PROBLEM REQUIREMENTS
Could you echo word for word the lines of the records that begin at the line containing "Ground equals sign" and stop after the line containing "633 187 654 220", with both of those lines included?

Annotated coordinate records
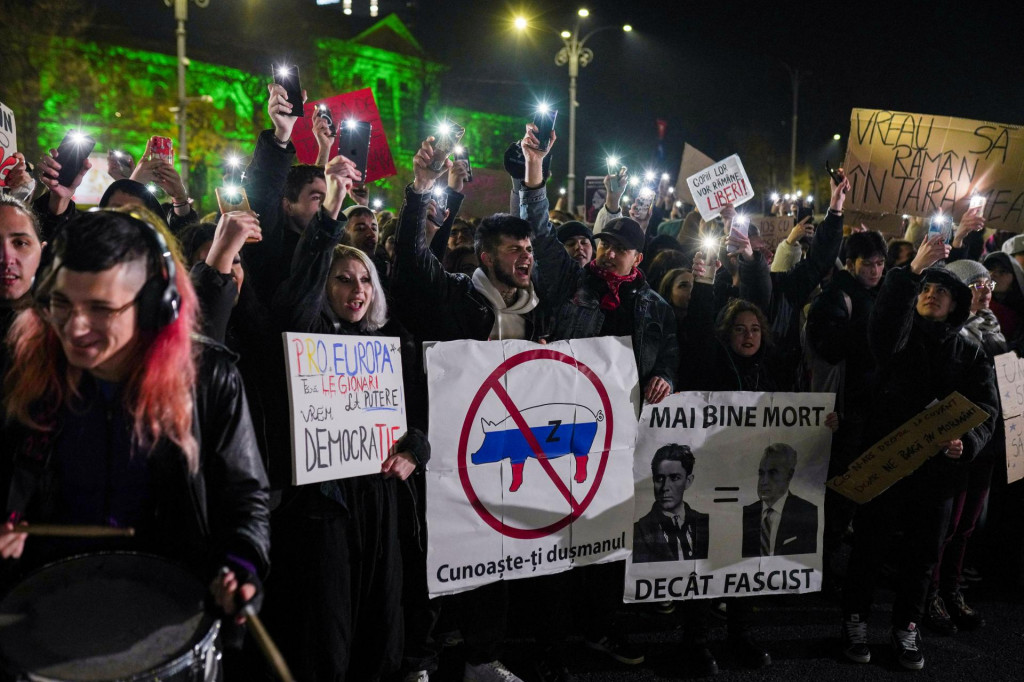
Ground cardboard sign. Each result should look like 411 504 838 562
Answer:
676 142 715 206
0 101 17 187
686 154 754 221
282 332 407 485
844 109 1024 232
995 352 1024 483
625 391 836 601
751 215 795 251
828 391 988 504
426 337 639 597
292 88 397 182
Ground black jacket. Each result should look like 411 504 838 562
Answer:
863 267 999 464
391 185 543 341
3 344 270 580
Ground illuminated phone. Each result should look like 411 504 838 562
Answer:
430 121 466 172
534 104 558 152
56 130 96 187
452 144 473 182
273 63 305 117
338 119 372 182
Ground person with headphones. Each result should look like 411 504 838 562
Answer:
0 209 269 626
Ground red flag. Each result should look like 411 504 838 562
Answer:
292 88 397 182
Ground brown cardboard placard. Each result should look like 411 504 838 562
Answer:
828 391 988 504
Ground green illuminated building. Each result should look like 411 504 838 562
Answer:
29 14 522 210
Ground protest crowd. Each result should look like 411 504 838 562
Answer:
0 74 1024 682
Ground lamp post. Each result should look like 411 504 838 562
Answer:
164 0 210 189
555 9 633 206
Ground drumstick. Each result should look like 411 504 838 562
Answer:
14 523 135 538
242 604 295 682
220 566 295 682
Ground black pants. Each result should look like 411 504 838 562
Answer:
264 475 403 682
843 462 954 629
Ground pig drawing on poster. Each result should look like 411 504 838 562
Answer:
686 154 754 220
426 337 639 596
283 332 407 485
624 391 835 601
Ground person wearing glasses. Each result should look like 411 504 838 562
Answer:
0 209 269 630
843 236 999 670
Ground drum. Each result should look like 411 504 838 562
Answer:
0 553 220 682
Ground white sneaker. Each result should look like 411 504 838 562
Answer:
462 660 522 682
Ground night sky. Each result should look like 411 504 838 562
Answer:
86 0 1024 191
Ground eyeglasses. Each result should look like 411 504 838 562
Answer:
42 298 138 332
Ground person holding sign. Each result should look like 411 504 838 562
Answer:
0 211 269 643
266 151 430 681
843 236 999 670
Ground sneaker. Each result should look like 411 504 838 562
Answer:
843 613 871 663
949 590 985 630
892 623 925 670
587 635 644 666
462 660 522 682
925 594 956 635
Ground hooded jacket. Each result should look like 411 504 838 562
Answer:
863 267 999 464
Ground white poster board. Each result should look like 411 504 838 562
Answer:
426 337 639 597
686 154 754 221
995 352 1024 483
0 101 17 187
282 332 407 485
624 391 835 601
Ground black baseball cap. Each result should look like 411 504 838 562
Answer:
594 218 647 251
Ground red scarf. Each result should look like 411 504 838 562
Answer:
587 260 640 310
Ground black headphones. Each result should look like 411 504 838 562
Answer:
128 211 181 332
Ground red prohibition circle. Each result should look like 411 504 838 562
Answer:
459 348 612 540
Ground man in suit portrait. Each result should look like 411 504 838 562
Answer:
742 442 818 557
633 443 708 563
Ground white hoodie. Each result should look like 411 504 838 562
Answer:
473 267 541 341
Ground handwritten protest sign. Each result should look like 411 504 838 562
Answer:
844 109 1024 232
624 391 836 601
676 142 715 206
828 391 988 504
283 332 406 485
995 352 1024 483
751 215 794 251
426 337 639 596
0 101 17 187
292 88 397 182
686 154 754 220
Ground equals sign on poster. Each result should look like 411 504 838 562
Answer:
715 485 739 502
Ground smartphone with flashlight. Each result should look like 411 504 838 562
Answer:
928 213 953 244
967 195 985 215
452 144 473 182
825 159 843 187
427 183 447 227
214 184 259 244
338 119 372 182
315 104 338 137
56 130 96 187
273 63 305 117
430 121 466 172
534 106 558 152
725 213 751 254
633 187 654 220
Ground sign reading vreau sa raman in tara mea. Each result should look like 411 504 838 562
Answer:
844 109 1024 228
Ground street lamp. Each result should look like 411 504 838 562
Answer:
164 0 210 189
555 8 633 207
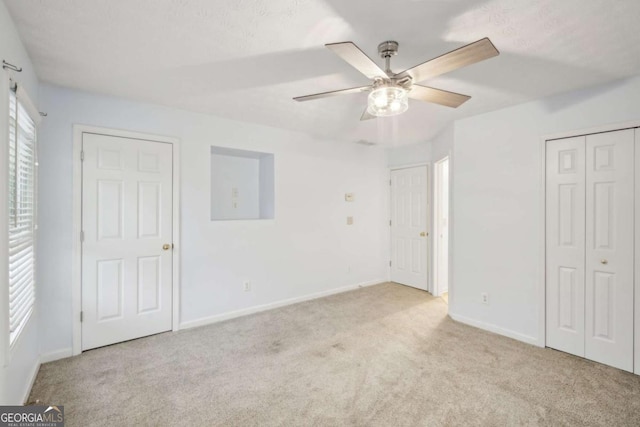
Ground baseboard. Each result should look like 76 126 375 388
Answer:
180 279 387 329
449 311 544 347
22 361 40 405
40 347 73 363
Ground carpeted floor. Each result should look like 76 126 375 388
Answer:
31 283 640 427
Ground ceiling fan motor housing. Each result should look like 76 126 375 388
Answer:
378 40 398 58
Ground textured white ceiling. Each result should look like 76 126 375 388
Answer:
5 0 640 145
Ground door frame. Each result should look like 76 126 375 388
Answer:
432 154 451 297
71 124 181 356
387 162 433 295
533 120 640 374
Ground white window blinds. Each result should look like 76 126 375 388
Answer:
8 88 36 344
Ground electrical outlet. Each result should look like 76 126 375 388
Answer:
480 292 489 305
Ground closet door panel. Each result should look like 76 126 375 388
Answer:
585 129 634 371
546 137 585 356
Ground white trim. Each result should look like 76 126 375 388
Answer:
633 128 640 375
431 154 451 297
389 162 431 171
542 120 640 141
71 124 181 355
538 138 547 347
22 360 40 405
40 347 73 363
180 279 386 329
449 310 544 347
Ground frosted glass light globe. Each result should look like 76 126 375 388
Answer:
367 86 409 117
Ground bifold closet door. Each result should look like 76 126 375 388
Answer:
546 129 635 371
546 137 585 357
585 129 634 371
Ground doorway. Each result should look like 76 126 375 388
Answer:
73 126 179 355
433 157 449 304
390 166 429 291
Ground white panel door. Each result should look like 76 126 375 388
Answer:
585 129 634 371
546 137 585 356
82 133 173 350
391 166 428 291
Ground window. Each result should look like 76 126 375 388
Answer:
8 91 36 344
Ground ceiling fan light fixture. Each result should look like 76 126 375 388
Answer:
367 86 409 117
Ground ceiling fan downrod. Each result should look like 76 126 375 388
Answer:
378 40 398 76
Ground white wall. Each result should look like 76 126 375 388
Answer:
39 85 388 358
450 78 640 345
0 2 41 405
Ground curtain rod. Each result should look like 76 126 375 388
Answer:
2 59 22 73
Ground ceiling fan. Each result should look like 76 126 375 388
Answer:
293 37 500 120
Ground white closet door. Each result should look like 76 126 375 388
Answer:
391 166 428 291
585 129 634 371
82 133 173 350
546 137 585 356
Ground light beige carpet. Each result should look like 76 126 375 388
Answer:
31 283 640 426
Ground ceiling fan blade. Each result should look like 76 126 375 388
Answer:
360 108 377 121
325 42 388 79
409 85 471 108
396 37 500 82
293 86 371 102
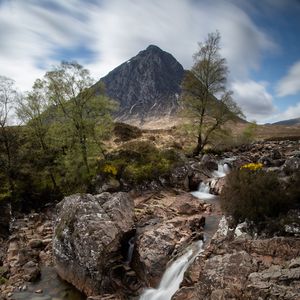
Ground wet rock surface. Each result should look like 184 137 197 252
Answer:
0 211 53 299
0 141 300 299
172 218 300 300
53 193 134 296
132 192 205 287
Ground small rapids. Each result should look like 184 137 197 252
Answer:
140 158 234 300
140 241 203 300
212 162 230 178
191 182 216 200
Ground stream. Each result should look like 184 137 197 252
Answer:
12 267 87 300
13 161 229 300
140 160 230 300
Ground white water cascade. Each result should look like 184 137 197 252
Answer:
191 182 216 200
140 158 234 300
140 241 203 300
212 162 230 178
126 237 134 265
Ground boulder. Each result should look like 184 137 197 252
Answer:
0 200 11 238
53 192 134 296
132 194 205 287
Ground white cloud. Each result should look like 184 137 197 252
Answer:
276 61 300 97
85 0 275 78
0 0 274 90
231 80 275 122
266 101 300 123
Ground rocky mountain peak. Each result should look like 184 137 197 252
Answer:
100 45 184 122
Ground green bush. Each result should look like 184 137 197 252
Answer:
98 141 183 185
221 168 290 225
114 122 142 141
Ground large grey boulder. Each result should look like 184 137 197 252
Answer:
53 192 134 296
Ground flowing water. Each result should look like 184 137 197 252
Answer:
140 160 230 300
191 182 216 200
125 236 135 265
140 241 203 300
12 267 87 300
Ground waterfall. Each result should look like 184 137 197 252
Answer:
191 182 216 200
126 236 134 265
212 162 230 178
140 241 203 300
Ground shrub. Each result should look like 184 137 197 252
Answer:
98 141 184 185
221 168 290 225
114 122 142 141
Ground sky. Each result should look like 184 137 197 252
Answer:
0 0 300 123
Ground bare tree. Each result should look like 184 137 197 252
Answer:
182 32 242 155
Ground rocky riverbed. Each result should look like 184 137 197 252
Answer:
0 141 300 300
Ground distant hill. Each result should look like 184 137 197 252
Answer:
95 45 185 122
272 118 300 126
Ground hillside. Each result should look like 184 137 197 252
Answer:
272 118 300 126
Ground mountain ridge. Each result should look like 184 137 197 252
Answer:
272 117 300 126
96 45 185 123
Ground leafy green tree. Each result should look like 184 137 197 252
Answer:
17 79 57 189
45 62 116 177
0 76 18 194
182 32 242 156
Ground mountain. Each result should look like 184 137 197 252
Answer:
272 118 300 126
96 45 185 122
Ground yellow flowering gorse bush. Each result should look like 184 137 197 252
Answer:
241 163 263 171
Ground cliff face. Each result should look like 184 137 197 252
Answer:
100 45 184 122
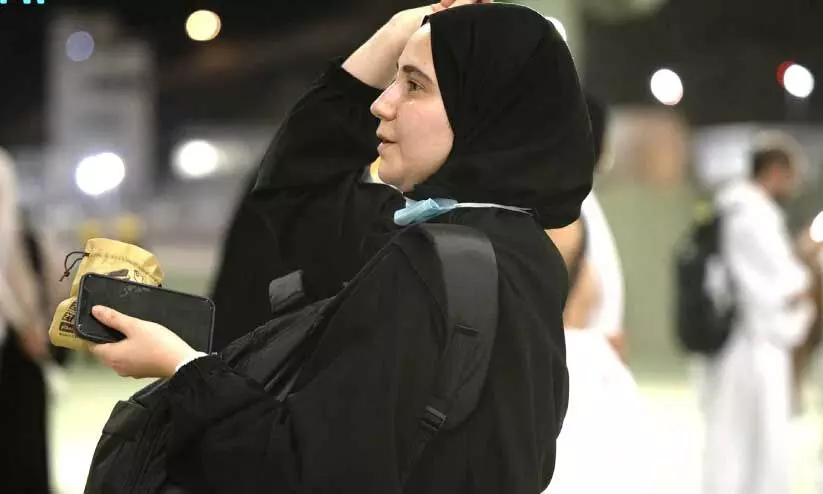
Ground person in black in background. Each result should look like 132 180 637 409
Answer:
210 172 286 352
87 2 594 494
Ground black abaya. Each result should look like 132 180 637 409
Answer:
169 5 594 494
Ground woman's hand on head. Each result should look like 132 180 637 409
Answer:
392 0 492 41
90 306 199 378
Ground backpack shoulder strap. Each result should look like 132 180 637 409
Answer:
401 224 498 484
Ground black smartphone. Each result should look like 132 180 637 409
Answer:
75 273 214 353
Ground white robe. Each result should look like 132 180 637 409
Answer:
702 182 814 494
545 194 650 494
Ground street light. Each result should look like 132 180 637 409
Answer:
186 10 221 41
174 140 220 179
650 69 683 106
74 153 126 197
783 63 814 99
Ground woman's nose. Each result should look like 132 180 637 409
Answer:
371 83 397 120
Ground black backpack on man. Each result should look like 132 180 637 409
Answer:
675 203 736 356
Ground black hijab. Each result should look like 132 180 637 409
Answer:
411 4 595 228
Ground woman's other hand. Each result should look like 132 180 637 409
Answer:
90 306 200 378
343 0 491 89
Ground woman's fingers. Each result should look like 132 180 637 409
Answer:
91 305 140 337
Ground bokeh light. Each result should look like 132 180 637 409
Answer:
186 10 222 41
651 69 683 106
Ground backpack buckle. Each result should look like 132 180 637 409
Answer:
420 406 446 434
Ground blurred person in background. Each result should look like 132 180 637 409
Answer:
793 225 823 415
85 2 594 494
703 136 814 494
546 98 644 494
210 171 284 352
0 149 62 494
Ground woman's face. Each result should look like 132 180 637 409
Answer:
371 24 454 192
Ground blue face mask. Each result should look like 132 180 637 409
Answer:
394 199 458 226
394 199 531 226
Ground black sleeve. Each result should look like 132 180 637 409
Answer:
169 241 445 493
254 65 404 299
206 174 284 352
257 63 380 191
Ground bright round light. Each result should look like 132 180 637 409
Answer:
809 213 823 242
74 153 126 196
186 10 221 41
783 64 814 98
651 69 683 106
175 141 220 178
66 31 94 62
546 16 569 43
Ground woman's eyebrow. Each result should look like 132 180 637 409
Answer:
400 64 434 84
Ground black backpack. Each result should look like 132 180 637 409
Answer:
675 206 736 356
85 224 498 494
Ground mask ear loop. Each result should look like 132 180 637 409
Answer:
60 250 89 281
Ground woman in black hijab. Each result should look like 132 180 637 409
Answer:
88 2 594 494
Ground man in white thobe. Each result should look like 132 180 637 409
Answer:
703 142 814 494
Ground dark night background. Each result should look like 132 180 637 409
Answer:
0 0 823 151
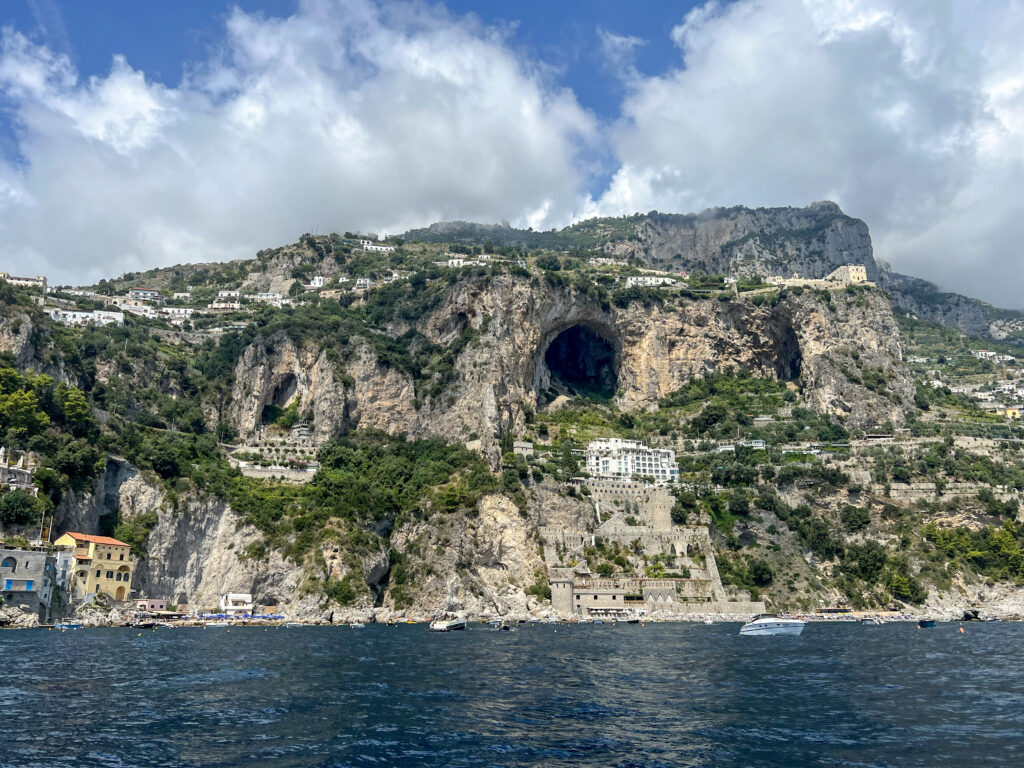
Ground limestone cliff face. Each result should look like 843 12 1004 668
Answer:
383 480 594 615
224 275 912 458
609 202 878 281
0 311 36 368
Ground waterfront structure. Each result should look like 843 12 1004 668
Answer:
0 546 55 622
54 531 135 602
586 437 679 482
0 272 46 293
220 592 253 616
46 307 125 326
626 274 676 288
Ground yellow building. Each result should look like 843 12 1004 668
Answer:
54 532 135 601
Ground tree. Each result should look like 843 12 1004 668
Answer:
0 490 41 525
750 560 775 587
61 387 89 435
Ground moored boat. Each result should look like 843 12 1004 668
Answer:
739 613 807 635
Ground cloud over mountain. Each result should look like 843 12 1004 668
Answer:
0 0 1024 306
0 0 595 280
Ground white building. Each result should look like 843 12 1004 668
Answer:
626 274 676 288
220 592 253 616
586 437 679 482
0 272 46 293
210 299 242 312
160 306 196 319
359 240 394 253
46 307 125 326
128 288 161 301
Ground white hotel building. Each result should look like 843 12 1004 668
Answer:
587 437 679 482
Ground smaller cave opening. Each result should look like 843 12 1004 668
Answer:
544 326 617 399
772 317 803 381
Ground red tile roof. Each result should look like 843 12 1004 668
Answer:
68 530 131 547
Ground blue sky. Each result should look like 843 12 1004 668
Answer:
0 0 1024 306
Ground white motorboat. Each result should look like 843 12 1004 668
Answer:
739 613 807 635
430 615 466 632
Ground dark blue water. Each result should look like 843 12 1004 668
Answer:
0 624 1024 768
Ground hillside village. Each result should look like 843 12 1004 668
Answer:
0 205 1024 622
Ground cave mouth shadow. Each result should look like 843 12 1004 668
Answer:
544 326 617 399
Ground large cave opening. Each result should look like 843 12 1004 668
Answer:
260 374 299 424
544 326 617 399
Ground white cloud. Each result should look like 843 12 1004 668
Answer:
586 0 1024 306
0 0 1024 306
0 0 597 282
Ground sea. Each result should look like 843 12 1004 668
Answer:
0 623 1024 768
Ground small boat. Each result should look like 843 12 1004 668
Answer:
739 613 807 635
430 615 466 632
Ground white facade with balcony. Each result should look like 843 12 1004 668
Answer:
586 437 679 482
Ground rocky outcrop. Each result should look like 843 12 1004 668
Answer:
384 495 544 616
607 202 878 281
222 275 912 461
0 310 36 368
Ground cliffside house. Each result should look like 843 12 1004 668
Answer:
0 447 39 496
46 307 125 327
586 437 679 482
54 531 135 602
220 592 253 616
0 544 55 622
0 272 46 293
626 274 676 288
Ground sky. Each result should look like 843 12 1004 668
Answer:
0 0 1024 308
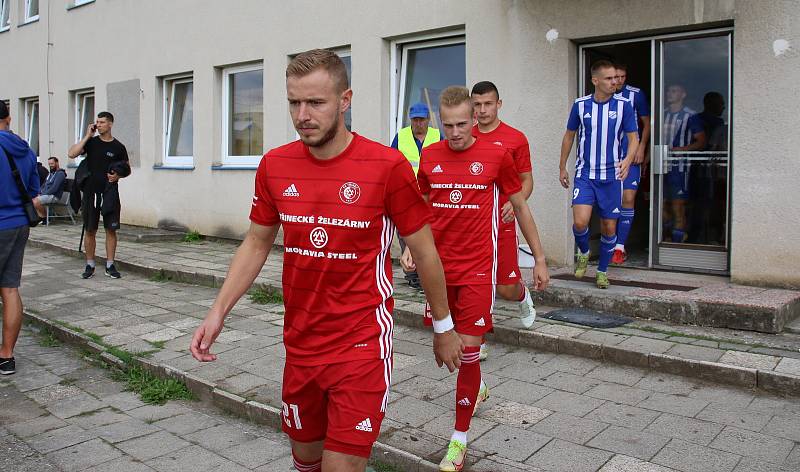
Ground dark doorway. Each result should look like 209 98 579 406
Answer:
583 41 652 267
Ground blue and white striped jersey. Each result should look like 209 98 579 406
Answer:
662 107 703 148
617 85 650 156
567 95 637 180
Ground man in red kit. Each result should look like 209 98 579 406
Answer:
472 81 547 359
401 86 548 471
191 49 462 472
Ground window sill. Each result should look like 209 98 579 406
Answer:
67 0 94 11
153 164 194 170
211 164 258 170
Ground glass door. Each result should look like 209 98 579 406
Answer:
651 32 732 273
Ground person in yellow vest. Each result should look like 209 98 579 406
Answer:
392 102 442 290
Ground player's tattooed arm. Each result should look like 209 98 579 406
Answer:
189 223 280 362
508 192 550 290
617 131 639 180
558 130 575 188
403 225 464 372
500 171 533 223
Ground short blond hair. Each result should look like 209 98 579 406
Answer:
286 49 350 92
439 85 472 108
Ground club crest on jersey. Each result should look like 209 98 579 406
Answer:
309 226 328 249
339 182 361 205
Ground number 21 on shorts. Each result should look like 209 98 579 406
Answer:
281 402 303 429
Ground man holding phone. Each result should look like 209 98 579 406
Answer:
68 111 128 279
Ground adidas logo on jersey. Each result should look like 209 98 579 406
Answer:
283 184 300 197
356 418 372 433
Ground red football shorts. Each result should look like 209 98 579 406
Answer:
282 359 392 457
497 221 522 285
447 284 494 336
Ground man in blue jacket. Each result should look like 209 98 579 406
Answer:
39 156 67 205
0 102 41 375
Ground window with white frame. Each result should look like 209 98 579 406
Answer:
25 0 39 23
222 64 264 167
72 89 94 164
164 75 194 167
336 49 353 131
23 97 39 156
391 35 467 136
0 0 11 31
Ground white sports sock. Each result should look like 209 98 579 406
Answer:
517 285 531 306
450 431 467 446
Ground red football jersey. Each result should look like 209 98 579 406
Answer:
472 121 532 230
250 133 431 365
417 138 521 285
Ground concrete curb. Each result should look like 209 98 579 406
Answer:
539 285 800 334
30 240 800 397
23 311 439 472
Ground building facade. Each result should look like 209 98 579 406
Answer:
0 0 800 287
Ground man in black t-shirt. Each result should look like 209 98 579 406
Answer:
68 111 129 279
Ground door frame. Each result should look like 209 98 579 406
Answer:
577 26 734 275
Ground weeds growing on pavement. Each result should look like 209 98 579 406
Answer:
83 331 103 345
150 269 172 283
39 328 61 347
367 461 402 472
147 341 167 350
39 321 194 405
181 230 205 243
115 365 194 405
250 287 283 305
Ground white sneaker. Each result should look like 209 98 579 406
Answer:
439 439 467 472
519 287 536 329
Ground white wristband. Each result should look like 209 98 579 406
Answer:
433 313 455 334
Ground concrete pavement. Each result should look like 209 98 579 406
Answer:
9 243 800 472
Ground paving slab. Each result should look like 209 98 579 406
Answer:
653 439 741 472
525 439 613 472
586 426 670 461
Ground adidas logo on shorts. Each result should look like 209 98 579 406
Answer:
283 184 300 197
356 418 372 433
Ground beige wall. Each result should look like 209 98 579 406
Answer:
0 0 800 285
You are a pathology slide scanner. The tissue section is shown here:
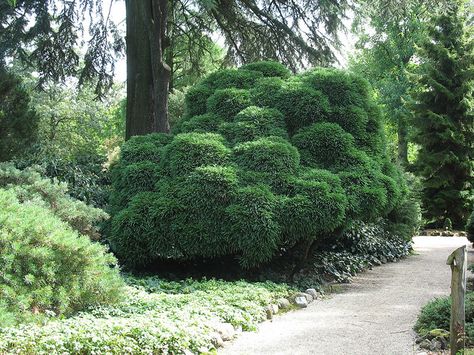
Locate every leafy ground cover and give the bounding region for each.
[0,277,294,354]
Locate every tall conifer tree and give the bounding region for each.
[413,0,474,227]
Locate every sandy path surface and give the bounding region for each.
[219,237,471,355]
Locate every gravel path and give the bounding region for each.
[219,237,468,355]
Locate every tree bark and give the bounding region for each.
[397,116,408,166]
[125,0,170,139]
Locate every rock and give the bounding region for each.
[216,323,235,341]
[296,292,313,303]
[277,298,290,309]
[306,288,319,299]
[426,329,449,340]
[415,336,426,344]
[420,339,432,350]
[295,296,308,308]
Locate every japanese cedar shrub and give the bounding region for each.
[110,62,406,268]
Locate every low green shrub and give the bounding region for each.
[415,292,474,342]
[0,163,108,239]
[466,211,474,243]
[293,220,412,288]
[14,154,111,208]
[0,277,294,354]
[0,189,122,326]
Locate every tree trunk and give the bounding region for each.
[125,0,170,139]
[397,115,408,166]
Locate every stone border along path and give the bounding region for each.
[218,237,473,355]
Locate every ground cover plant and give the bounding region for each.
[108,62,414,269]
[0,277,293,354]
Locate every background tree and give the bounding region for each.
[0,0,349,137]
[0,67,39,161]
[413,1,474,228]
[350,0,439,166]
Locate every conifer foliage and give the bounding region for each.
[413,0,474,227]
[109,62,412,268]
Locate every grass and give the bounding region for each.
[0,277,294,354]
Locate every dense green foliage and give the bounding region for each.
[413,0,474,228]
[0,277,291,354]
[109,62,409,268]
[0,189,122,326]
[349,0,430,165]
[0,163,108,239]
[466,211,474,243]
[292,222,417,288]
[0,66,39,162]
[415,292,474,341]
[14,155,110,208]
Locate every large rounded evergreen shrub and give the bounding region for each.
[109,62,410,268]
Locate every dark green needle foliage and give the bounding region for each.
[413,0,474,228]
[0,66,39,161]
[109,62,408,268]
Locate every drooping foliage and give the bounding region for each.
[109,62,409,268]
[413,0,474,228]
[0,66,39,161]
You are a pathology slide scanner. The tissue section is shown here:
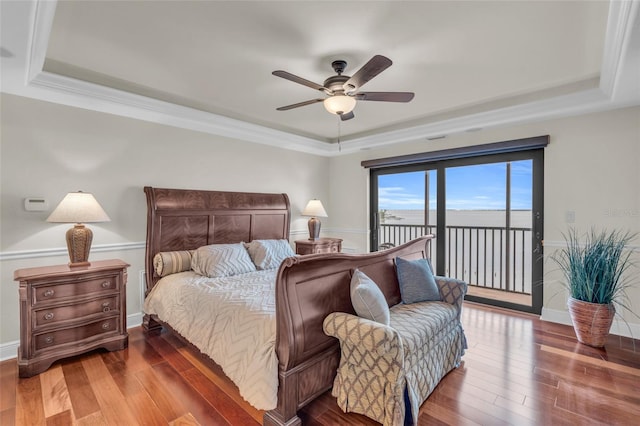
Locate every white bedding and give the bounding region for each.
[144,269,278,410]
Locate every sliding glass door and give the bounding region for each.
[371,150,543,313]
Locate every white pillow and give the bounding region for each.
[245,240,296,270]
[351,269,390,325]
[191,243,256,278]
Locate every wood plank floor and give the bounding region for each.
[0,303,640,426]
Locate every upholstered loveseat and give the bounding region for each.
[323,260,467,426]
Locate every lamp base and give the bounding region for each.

RESPONSE
Ground equals sign on poster. Each result should look like 411 504 838 562
Answer:
715 485 739 502
Ground smartphone with flashlight. Each result should look like 411 504 838 562
Answer:
928 213 953 244
967 195 985 215
452 144 473 182
825 159 843 187
427 183 447 227
214 184 259 244
338 119 372 182
315 104 338 137
56 130 96 187
273 63 305 117
430 121 466 172
534 106 558 152
725 213 751 254
633 187 654 220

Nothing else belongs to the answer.